Questions on the material ->
• 1. Answer these questions from the APOE abstract:
(a) How many subjects with mild cognitive impairment were analyzed?
(b) How many control regions were included?
(c) What correction was applied to adjust the results for multiple testing?
• 2. List every abbreviation the APOE abstract spells out, each with its full form.
• 3. Write the next part of the APOE abstract, picking up after its Materials and methods section.

[[ Reading passage open ]]

Purpose: To determine the effect of the apolipoprotein E (APOE) genotype on atrophy rates of specific brain gray matter regions hypothesized to be key components of cognitive networks disrupted in Alzheimer disease.
Materials and methods: The Alzheimer's Disease Neuroimaging Initiative (ADNI) was approved by the institutional review boards of all participating sites. All subjects and their legal representatives gave written informed consent prior to data collection. The authors analyzed data from 237 subjects (mean age, 79.9 years; 40% female) with mild cognitive impairment (MCI) in the ADNI database and assessed the effect of the APOE ε4 and ε2 alleles on regional brain atrophy rates over a 12-48-month period. Brain regions were selected a priori: 15 experimental and five control regions were included. Regional atrophy rates were derived by using a fully automated algorithm applied to T1-weighted magnetic resonance (MR) imaging data. Analysis consisted of mixed-effects linear regression with repeated measures; results were adjusted for multiple testing with Bonferroni correction.

[[ Reading passage closed ]]
[[ Information shown open ]]

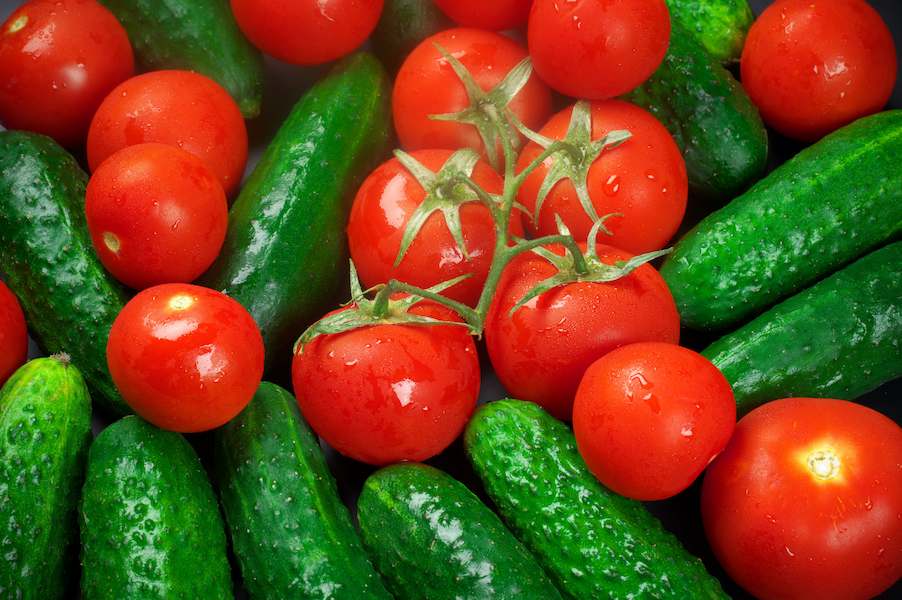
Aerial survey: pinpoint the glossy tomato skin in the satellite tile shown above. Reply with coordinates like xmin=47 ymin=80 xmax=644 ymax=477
xmin=88 ymin=71 xmax=247 ymax=194
xmin=517 ymin=100 xmax=689 ymax=254
xmin=292 ymin=302 xmax=479 ymax=465
xmin=85 ymin=144 xmax=229 ymax=290
xmin=573 ymin=342 xmax=736 ymax=500
xmin=0 ymin=0 xmax=134 ymax=147
xmin=527 ymin=0 xmax=670 ymax=100
xmin=485 ymin=244 xmax=680 ymax=420
xmin=702 ymin=398 xmax=902 ymax=600
xmin=231 ymin=0 xmax=383 ymax=65
xmin=107 ymin=283 xmax=263 ymax=433
xmin=392 ymin=27 xmax=551 ymax=155
xmin=741 ymin=0 xmax=898 ymax=141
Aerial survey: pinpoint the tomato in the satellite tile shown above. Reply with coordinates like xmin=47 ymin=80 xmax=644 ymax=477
xmin=485 ymin=244 xmax=680 ymax=419
xmin=527 ymin=0 xmax=670 ymax=100
xmin=518 ymin=100 xmax=689 ymax=254
xmin=85 ymin=144 xmax=229 ymax=289
xmin=573 ymin=342 xmax=736 ymax=500
xmin=232 ymin=0 xmax=382 ymax=65
xmin=392 ymin=28 xmax=551 ymax=155
xmin=741 ymin=0 xmax=898 ymax=141
xmin=0 ymin=0 xmax=135 ymax=146
xmin=702 ymin=398 xmax=902 ymax=600
xmin=88 ymin=71 xmax=247 ymax=194
xmin=292 ymin=302 xmax=479 ymax=465
xmin=107 ymin=283 xmax=263 ymax=432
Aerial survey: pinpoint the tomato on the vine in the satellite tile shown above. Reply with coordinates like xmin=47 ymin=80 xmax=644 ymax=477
xmin=702 ymin=398 xmax=902 ymax=599
xmin=107 ymin=283 xmax=263 ymax=432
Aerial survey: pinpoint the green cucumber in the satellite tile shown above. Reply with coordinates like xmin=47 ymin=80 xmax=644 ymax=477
xmin=357 ymin=463 xmax=560 ymax=600
xmin=661 ymin=110 xmax=902 ymax=329
xmin=702 ymin=242 xmax=902 ymax=414
xmin=464 ymin=400 xmax=726 ymax=600
xmin=626 ymin=23 xmax=767 ymax=200
xmin=100 ymin=0 xmax=263 ymax=118
xmin=80 ymin=416 xmax=233 ymax=600
xmin=0 ymin=356 xmax=91 ymax=600
xmin=215 ymin=383 xmax=391 ymax=600
xmin=0 ymin=131 xmax=131 ymax=414
xmin=204 ymin=53 xmax=391 ymax=372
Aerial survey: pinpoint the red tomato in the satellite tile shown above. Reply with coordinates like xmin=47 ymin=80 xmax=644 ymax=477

[[ Information shown closed ]]

Responses ->
• 1.
(a) 237
(b) Five
(c) Bonferroni correction

• 2.
APOE: apolipoprotein E
ADNI: Alzheimer's Disease Neuroimaging Initiative
MCI: mild cognitive impairment
MR: magnetic resonance

• 3.
Results: Thirteen of 15 experimental regions showed a significant effect of ε4 for higher atrophy rates (P < .001 for all). Cohen d values ranged from 0.26 to 0.42, with the largest effects seen in the amygdalae and hippocampi. The transverse temporal cortex showed a trend (P = .02, but did not survive Bonferroni correction) for a protective effect (Cohen d value = 0.15) of ε2. No control region showed an APOE effect.
Conclusion: The APOE ε4 allele is associated with accelerated rates of atrophy in 13 distinct brain regions in limbic and neocortical areas. This suggests the possibility of a genotype-specific network of related brain regions that undergo faster atrophy in MCI and potentially contribute to cognitive decline. Online supplemental material is available for this article.